• [YOUR TASK] Summarize the Airbnb project write-up below in two sentences.

• [SUPPLIED PASSAGE]
=====

# Exploring Airbnb NYC Listings Through Visuals with Python and Tableau
[Shawn Rodgers](http://www.linkedin.com/in/srodgersnyc) - October 2018

## Contents
1. Overview
2. Importing and Cleaning the Dataset
3. Price DIstribution
4. Impact of Hosts
5. Wrapping Up

## 1. Overview
Airbnb is a popular platform for finding alternative places to stay for vacation. The platform features homes from all over the world. Homes from luxurious mansions in Southern California to treehouses in Bali. In this project, I will highlight the NYC listings using visualizations.

This project is broken into 2 parts: 
1.  In the first part, section 2, I will import and clean the raw data using Python.
2. In the second part, I will create meaningful visualizations using Tableau. This will span from section 3 through section 4. 
	* In section 3, we will see how price is distributed, where homes are distributed, and if the total space available has an affect on price. 
	* In section 4, the visuals built will tells us how different types of host affect price.

The goal of this project is to:
* Understand and highlight the Airbnb NYC home market.
* Conduct an extensive exploratory data analysis. 
* Create story-telling visualizations to illustrate our findings.

We will ultimately learn:
* What affects a listing's price.
* Hot spot of listings. 
* The difference between aged hosts and newer host on the platform.
* A distribution of the reviews of listings
* And more. 

Although Python can handle both the cleaning and building of visuals through libraries such as Matplotlib or Seaborn, I am demonstrating the seamless connection between Python and Tableau. The two together make great for fast analytics and visualization.

Let’s get started.


## 2. Importing and Cleaning the Dataset
In this section we will setup our data by importing the raw CSV file. We will also import all necessary modules. By end of this section, the data will be cleansed and ready for analysis and visuals and visual building.

### 2.1 Libraries
Import the necessary modules.

In [None]:
import pandas as pd # create DataFrames
import numpy as np # working with arrays
import datetime # convert serial dates to datetime object

### 2.2 Importing and Storing Data
This dataset is pulled from [Inside Airbnb](http://insideairbnb.com/get-the-data.html).

=====

• [COLLECTED DATA]
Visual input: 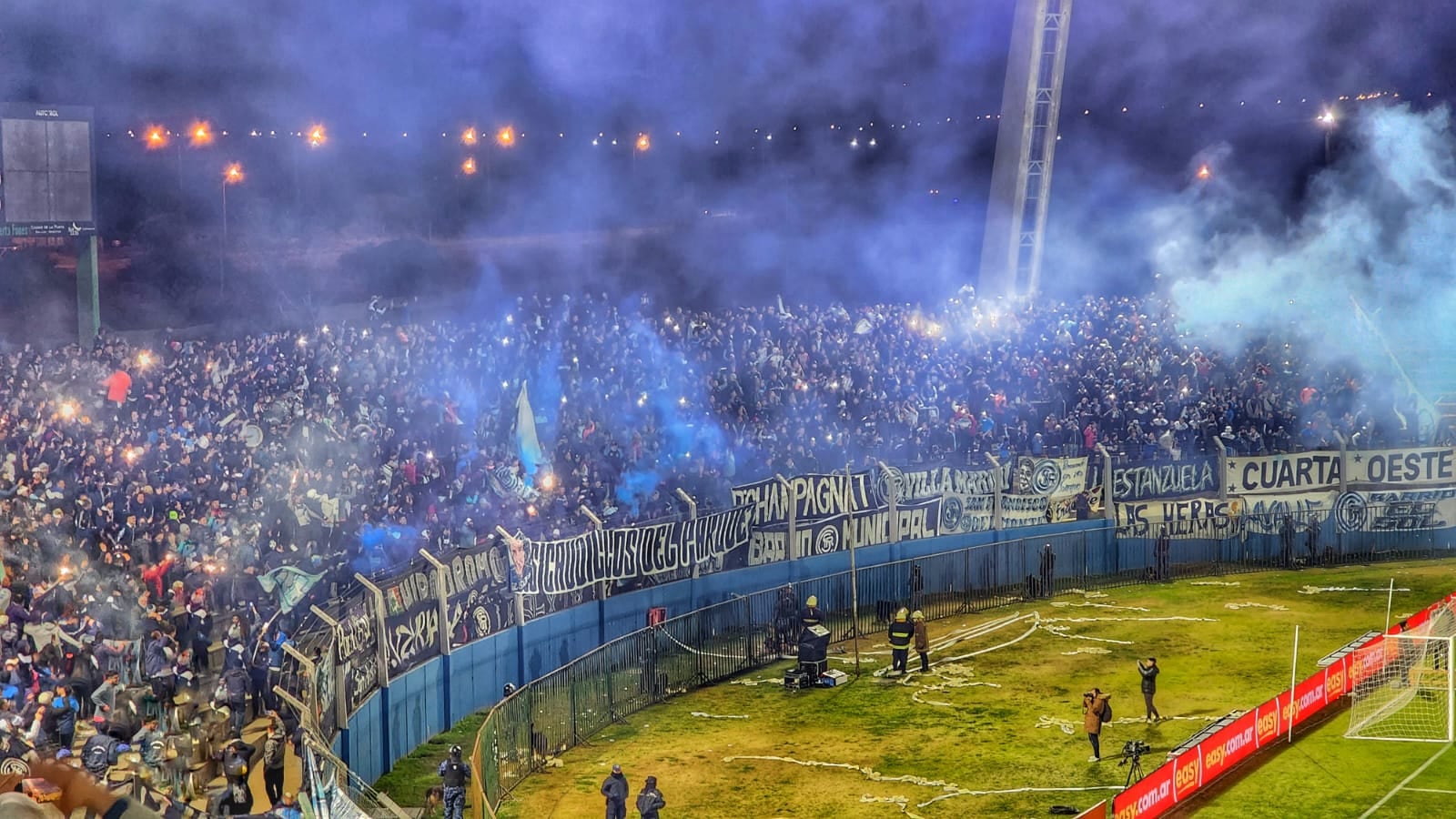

=====

• [REPLY TO THE TASK] The project uses visualizations to highlight Airbnb's NYC listings, first importing and cleaning the raw data with Python and then building visualizations in Tableau that show how price and homes are distributed and how different types of hosts affect price. Although Python could also build the visuals, the author combines it with Tableau to demonstrate the seamless connection between the two, working from a dataset pulled from Inside Airbnb.